Your task: Each line of the records that follow must come back exactly, with pictures skipped.

Source data:
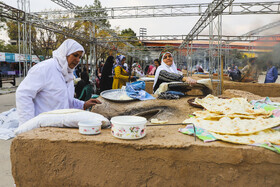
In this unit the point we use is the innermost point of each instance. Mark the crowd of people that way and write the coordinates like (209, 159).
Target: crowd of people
(49, 85)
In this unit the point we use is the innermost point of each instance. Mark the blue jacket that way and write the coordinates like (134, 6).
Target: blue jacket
(271, 75)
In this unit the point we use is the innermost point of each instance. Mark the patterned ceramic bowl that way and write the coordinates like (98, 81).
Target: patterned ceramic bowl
(128, 127)
(90, 127)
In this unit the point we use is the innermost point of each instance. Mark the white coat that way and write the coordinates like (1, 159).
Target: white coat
(45, 89)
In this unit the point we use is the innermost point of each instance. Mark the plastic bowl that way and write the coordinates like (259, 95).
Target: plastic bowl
(128, 127)
(90, 127)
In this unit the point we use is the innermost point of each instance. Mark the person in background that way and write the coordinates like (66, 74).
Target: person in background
(157, 64)
(49, 85)
(81, 84)
(106, 76)
(250, 72)
(167, 72)
(137, 70)
(234, 74)
(121, 76)
(272, 73)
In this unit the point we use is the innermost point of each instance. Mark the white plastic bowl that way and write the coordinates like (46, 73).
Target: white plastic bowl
(128, 127)
(90, 127)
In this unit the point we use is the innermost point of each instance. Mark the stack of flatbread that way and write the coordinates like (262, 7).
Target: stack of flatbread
(234, 120)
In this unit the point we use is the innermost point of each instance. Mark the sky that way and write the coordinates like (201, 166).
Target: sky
(232, 25)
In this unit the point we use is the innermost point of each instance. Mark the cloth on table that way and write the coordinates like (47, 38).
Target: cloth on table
(8, 123)
(163, 87)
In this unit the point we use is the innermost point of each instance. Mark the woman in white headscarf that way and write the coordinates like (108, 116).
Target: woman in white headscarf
(121, 75)
(49, 85)
(167, 72)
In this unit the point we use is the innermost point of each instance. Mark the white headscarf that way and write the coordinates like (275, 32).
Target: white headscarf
(163, 66)
(68, 47)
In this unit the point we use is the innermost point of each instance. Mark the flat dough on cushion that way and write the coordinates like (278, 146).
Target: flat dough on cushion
(235, 126)
(215, 116)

Exercise response:
In this unit the point we use is the innermost point of each instance. Mark the crowd of people that way and write the coordinates like (209, 159).
Target: crowd of people
(49, 85)
In this unit the point we use is the innermost point of each instance. Mark the blue jacket that way and write the coordinates like (134, 6).
Target: blue jacket
(271, 75)
In this unit the point we use is the innermost point of each instance. Mark the patterned ceramic bowl that way and write the coordinates like (98, 81).
Target: patterned ceramic bowl
(128, 127)
(90, 127)
In this unit the point we use is the innermost point of each instance. Mark the white coat that way and write the coordinates like (1, 159).
Target: white coat
(45, 89)
In this unit the point we use is the innermost point of each instance. Mark the plastic bowl that way and write the coordinates like (259, 95).
Target: plastic bowl
(128, 127)
(90, 127)
In this unit the point we use is the innermost point of each instance. Mark the person in background that way and write the coordinates like (66, 74).
Target: person in background
(157, 64)
(49, 85)
(81, 84)
(106, 76)
(250, 72)
(167, 72)
(137, 70)
(234, 74)
(121, 76)
(272, 73)
In this unit the point we use is the innermost point of each instance. Mark the white plastic bowl that way and write the coordinates like (46, 73).
Target: white plastic bowl
(128, 127)
(90, 127)
In this unit the point we use is the innermost point of each instance. Mark the stack of flatbread that way and write the coordinates like (262, 7).
Target: stack of flatbread
(234, 120)
In this unit the point we use is the innermost point of each instance. Mark the sky that way and write the coordinates like (201, 166).
Target: sky
(232, 25)
In this unit the point we use is the innermost point of each instance. Mark the cloth on table that way and write the coordinates like (47, 38).
Target: cloth on table
(8, 123)
(163, 87)
In this unit the point we use is the innermost point of each instance. Mark the woman in white headscarf that way and write the coordinates like (108, 116).
Target: woman in white headscarf
(121, 75)
(49, 85)
(167, 72)
In this unit the point we use is the innermost point of each instance. Mark the white headscarf that way and write the coordinates like (275, 32).
Target: white headscarf
(163, 66)
(68, 47)
In this unit the point we use is the innermost point of each instance. Mark the flat dough on cushion that way and write the coordinates like (278, 146).
Target: flat dough on cushion
(235, 126)
(215, 116)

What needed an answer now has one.